Skip to main content

Fast change-point detection bindings backed by Rust.

Project description

changepoint-doctor Python Bindings (MVP-A)

changepoint-doctor exposes fast offline change-point detection from Rust into Python.

For citation and provenance policy, see ../CITATION.cff and ../docs/clean_room_policy.md.

Install

From PyPI (target release 0.0.2):

python -m pip install --upgrade pip
python -m pip install changepoint-doctor==0.0.2

For local development from this repository:

cd cpd/python
python -m pip install --upgrade pip maturin numpy
maturin develop --release --manifest-path ../crates/cpd-python/Cargo.toml

Apple Silicon contributors should run the architecture checks and sanity path in ../docs/python_apple_silicon_toolchain.md before debugging pyo3/linker errors.

API Map

  • cpd.Pelt: high-level PELT detector.
  • cpd.Binseg: high-level Binary Segmentation detector.
  • cpd.Fpop: high-level FPOP detector (L2 cost only).
  • cpd.detect_offline: low-level API for explicit detector/cost/constraints/stopping/preprocess selection, including detector="segneigh" (exact fixed-K DP; dynp alias supported).
  • cpd.OfflineChangePointResult: typed result object with breakpoints and diagnostics.

Streaming update() vs update_many() Policy

update_many() now uses a size-aware GIL strategy in Rust bindings:

  • Workloads with < 16 scalar work items (n * d) keep the GIL (lower overhead for tiny micro-batches).
  • Workloads with >= 16 scalar work items (n * d) release the GIL (py.allow_threads) for throughput and thread fairness.

To reproduce the benchmark snapshot used for this policy:

cd cpd/python
python -m pip install --upgrade pytest
pytest -q tests/test_streaming_perf_contract.py

Optional controls:

  • CPD_PY_STREAMING_PERF_ENFORCE=1: enable stricter ratio gates.
  • CPD_PY_STREAMING_PERF_REPORT_OUT=/tmp/cpd-python-streaming-perf.json: write JSON metrics.

The perf contract uses median latency with outlier-triggered retry rounds to reduce scheduler-noise flakiness.

Reference run (local dev machine, tests/test_streaming_perf_contract.py, median ms):

Batch size update() median ms update_many() median ms update_many() speedup vs update()

WHAT IS NEEDED> In the changepoint-doctor page, what does update_many() do with the GIL when a workload has 16 or more scalar work items?

DATA FOR ANALYSIS>

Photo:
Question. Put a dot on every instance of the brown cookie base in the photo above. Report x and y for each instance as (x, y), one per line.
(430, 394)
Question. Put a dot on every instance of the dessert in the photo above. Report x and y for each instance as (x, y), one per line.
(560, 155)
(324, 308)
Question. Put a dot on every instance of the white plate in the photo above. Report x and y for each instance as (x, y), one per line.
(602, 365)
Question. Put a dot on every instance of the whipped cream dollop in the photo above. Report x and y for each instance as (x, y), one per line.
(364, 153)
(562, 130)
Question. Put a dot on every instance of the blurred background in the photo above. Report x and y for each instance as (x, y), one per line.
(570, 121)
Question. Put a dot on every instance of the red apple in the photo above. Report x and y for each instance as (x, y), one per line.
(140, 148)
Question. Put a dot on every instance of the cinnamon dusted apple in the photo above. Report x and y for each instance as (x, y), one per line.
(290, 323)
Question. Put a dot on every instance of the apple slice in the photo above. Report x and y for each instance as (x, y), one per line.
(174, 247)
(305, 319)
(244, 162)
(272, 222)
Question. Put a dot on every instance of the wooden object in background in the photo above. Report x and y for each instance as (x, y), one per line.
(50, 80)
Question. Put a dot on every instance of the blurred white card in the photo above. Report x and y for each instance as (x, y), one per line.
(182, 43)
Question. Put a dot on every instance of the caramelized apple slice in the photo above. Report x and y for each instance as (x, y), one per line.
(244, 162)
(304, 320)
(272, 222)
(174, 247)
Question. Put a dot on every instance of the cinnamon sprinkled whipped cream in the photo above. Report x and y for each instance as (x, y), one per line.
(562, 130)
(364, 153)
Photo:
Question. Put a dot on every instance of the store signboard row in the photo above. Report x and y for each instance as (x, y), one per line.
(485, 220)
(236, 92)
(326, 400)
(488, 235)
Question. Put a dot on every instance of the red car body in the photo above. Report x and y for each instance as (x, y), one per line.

EXPECTED ANSWER> It releases the GIL (py.allow_threads) for throughput and thread fairness.